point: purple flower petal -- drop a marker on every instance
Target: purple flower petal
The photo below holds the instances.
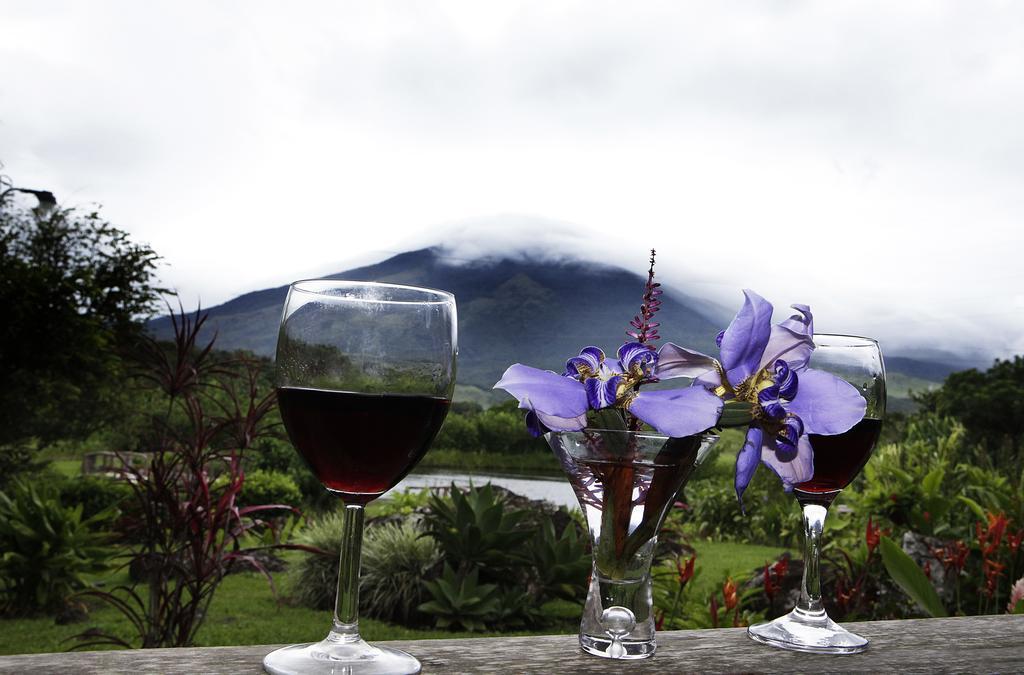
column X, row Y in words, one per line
column 793, row 468
column 678, row 412
column 826, row 404
column 786, row 380
column 747, row 337
column 792, row 340
column 674, row 361
column 590, row 359
column 561, row 423
column 633, row 352
column 770, row 403
column 601, row 393
column 534, row 424
column 748, row 460
column 788, row 436
column 545, row 391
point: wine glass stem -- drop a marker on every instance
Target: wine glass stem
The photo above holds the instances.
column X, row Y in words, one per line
column 810, row 590
column 346, row 607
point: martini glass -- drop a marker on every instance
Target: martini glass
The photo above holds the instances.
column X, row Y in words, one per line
column 365, row 376
column 838, row 460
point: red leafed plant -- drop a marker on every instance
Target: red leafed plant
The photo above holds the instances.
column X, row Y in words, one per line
column 184, row 524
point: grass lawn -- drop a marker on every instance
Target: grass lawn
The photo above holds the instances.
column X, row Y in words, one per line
column 716, row 560
column 245, row 612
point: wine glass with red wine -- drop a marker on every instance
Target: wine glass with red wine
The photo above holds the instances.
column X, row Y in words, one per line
column 838, row 460
column 365, row 376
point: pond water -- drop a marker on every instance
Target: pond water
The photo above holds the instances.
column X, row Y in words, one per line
column 552, row 489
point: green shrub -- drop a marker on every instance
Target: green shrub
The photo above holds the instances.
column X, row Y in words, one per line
column 94, row 494
column 313, row 580
column 476, row 530
column 396, row 558
column 459, row 432
column 772, row 515
column 269, row 488
column 460, row 600
column 46, row 549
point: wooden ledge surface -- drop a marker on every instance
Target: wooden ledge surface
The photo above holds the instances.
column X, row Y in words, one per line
column 982, row 644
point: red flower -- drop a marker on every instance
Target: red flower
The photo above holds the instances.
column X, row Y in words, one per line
column 1014, row 541
column 996, row 526
column 729, row 593
column 871, row 536
column 770, row 586
column 685, row 572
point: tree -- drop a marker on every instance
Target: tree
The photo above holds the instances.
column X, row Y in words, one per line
column 990, row 406
column 75, row 292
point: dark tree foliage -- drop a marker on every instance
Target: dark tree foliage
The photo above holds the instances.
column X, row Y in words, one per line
column 990, row 406
column 74, row 292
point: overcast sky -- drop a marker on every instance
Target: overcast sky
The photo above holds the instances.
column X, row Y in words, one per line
column 864, row 158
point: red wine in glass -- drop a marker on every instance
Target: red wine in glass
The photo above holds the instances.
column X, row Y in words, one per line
column 359, row 445
column 365, row 374
column 838, row 460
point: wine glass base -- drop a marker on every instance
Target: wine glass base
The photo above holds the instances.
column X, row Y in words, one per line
column 331, row 658
column 801, row 631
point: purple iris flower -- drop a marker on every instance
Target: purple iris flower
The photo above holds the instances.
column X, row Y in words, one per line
column 591, row 381
column 766, row 367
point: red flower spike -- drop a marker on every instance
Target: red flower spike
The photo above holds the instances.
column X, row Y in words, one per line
column 871, row 536
column 646, row 329
column 685, row 572
column 729, row 594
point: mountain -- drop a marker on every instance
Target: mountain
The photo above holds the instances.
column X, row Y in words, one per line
column 534, row 312
column 514, row 310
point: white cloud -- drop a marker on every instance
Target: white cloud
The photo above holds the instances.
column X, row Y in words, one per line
column 862, row 157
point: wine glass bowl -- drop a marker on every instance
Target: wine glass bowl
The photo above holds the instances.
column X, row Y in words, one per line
column 365, row 375
column 838, row 460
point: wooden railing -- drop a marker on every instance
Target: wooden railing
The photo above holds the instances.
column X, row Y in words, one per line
column 968, row 644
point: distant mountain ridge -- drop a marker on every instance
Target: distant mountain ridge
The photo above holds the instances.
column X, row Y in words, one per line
column 514, row 310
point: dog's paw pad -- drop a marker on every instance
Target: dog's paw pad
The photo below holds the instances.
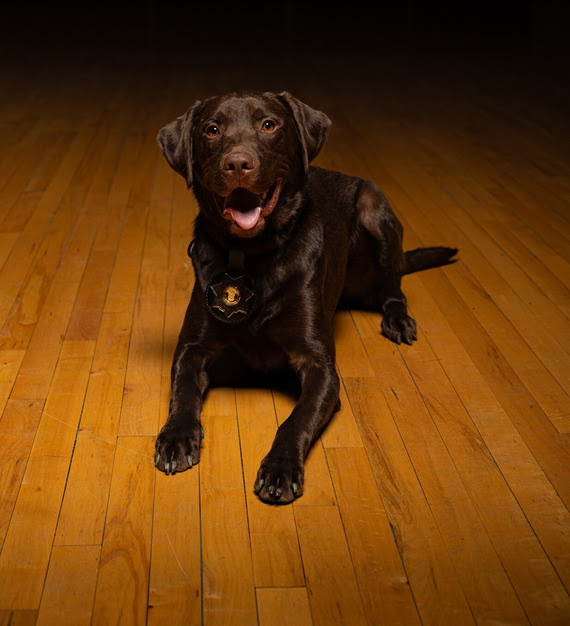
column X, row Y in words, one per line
column 279, row 481
column 178, row 449
column 399, row 327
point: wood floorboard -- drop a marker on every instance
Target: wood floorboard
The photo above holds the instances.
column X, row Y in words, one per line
column 439, row 492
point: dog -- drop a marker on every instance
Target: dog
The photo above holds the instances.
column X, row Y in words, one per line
column 278, row 246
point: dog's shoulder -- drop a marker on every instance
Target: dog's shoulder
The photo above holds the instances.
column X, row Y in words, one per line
column 333, row 189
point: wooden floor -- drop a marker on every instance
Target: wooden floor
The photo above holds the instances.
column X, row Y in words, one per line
column 438, row 495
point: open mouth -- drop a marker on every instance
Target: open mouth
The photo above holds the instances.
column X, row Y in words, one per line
column 246, row 209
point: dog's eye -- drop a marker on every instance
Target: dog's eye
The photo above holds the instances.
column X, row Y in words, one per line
column 268, row 126
column 212, row 130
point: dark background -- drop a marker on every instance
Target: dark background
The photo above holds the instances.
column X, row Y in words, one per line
column 240, row 33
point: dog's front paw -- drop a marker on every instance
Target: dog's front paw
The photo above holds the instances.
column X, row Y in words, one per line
column 279, row 480
column 178, row 447
column 398, row 327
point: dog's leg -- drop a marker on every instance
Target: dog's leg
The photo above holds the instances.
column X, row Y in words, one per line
column 280, row 476
column 376, row 216
column 178, row 443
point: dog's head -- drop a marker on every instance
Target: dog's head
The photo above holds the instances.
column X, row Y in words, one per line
column 245, row 154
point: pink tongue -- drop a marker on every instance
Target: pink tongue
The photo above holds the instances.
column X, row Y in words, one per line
column 246, row 219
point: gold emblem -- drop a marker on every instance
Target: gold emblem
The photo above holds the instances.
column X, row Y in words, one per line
column 230, row 299
column 231, row 296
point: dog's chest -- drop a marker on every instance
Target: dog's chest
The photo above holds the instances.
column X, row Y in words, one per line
column 261, row 353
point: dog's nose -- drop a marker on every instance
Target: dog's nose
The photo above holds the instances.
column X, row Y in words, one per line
column 239, row 163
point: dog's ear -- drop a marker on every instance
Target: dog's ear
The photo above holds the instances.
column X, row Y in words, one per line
column 312, row 126
column 175, row 141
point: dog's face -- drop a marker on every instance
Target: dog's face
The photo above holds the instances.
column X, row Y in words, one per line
column 244, row 153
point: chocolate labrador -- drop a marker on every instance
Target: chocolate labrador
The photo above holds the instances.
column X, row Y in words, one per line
column 278, row 245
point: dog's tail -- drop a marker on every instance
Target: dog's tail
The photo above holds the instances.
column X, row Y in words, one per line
column 426, row 258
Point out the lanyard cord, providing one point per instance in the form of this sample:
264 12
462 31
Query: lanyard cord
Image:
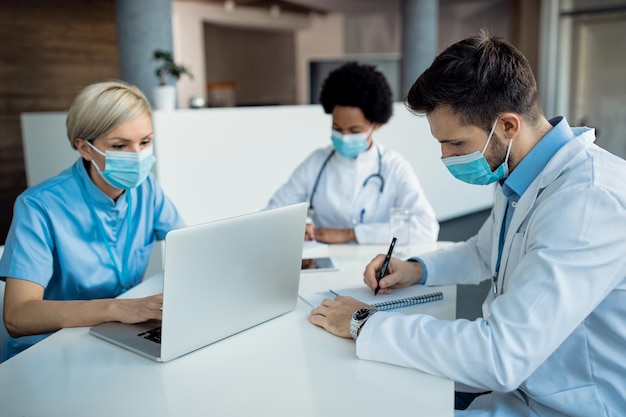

::::::::::

> [Your objective]: Only the lines that contain the string "green" should be copied from the entries above.

> [Response below]:
point: green shrub -- drop a marker on every instance
Target: green shrub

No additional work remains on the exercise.